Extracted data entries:
* begin *
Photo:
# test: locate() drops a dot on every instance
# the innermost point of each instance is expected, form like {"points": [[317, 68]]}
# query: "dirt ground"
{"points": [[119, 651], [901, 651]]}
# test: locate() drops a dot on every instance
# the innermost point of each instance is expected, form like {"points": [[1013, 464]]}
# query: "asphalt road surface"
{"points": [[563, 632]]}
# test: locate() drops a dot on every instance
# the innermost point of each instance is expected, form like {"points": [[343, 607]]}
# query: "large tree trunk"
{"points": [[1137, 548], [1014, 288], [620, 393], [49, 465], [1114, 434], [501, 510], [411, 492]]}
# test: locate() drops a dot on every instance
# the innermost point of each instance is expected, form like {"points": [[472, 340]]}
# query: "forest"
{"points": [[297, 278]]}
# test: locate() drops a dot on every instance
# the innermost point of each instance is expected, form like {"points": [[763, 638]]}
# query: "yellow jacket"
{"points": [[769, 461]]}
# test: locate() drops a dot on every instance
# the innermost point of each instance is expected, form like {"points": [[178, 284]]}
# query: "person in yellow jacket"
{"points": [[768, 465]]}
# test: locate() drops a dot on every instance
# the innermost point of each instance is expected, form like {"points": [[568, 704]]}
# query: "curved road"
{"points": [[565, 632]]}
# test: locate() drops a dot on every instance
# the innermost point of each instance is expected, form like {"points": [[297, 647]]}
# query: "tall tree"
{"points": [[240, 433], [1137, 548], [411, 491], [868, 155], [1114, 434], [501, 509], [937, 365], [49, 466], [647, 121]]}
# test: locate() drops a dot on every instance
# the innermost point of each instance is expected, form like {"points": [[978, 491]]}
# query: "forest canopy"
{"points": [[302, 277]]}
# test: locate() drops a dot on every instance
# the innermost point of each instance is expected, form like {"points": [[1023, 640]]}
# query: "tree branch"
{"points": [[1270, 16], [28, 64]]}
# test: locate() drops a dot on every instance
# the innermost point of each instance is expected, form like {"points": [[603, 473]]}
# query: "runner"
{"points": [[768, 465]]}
* end *
Stated goal:
Repeat the lines above exactly.

Solved problem:
Photo:
# test: locate() drops a dot on every instance
# the innermost point of each instance is expected, form like {"points": [[317, 68]]}
# query: "dirt ground"
{"points": [[119, 651], [901, 651]]}
# test: locate() drops a dot on every instance
# the innermost point of each instance is expected, form like {"points": [[1013, 464]]}
# query: "asphalt road surface"
{"points": [[563, 632]]}
# test: locate() drops a dot on every instance
# the innermost point of each instance is expected, form like {"points": [[343, 607]]}
# query: "large tree trunk"
{"points": [[1137, 548], [1014, 288], [620, 393], [49, 465], [1114, 434], [501, 510], [411, 492]]}
# test: locate() drops a dot on every instance
# the innermost point of each instance is expected, form like {"points": [[472, 340]]}
# query: "forest"
{"points": [[297, 278]]}
# test: locate() drops a dot on every instance
# the innermost point of each instance is expected, form like {"points": [[763, 638]]}
# query: "yellow jacket"
{"points": [[769, 461]]}
# test: locate() drops a dot on every instance
# the innermost point of each instance is expected, form like {"points": [[178, 284]]}
# query: "person in yellow jacket"
{"points": [[768, 465]]}
# test: locate() drops a dot on every instance
# the innermost point of each instance is expected, form like {"points": [[568, 704]]}
# query: "curved road"
{"points": [[565, 632]]}
# test: locate() drops a dot on every instance
# the innermost point of each instance is expected, form like {"points": [[297, 647]]}
# query: "tall tree"
{"points": [[240, 433], [1137, 548], [411, 491], [868, 155], [1114, 434], [501, 509], [937, 365], [49, 466], [647, 121]]}
# test: locate() drops a dot on every instance
# the innermost point of each instance is expected, form like {"points": [[978, 491]]}
# query: "forest canopy"
{"points": [[302, 277]]}
# test: locate() drops a dot on every instance
# the innermost point of each instance is expected, form like {"points": [[1023, 640]]}
# query: "tree branch"
{"points": [[1270, 16], [28, 64]]}
# test: locate() drops a dot on every instance
# the innermost point of each instance is expected, form like {"points": [[603, 473]]}
# query: "runner"
{"points": [[768, 465]]}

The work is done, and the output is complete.